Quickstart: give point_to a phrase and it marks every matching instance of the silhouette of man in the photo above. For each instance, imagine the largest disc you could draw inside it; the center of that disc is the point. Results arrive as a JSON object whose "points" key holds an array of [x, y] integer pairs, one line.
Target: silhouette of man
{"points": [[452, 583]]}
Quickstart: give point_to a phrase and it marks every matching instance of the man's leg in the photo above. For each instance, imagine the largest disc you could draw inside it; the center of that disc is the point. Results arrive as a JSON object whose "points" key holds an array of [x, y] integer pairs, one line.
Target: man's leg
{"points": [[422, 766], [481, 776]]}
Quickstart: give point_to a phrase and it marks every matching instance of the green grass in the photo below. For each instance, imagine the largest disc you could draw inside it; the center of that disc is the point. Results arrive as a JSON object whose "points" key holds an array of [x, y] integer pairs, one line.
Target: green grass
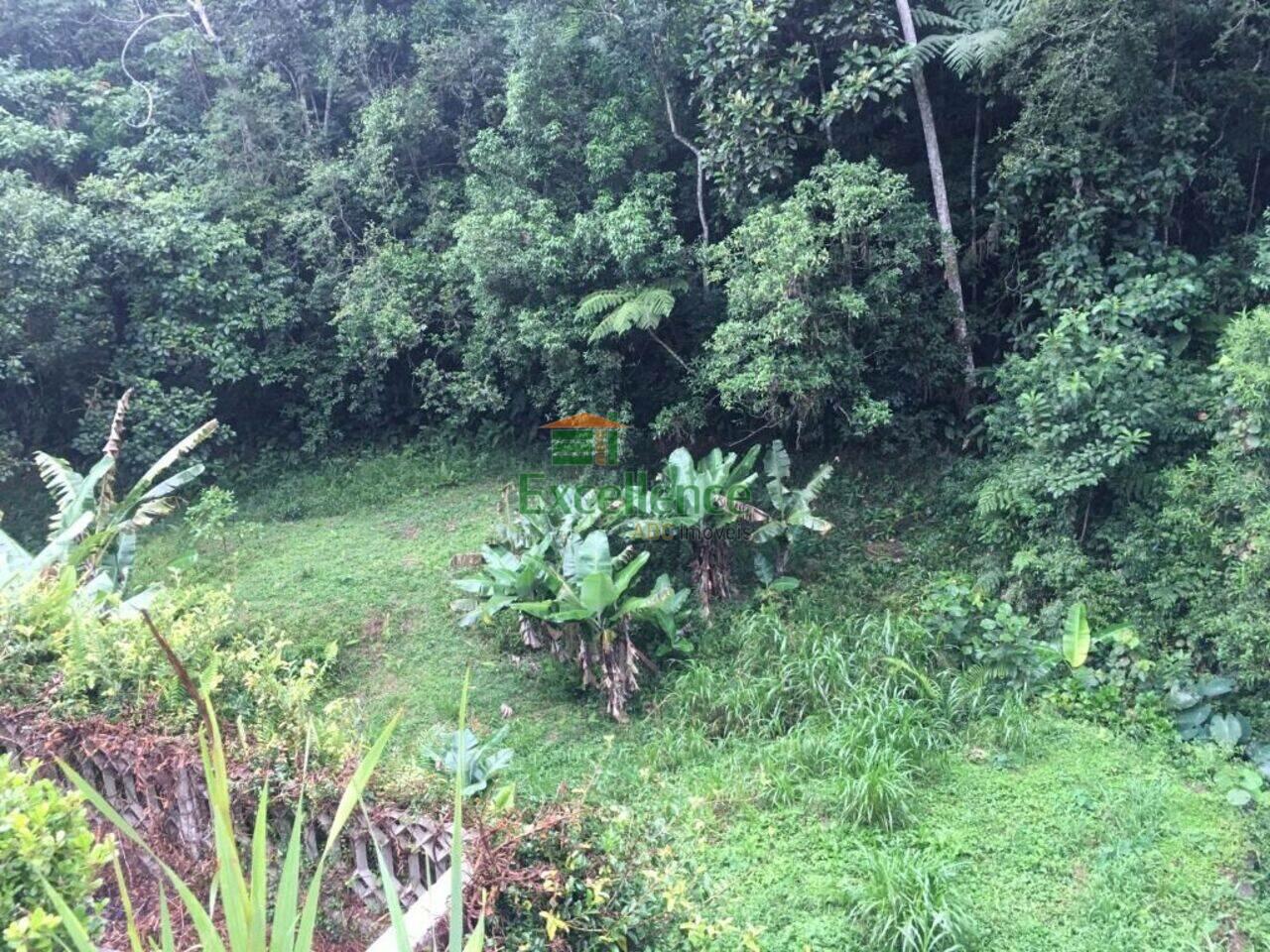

+++

Only one number is expected: the count of lines in the entries holding the string "above".

REPLY TO THE TASK: 2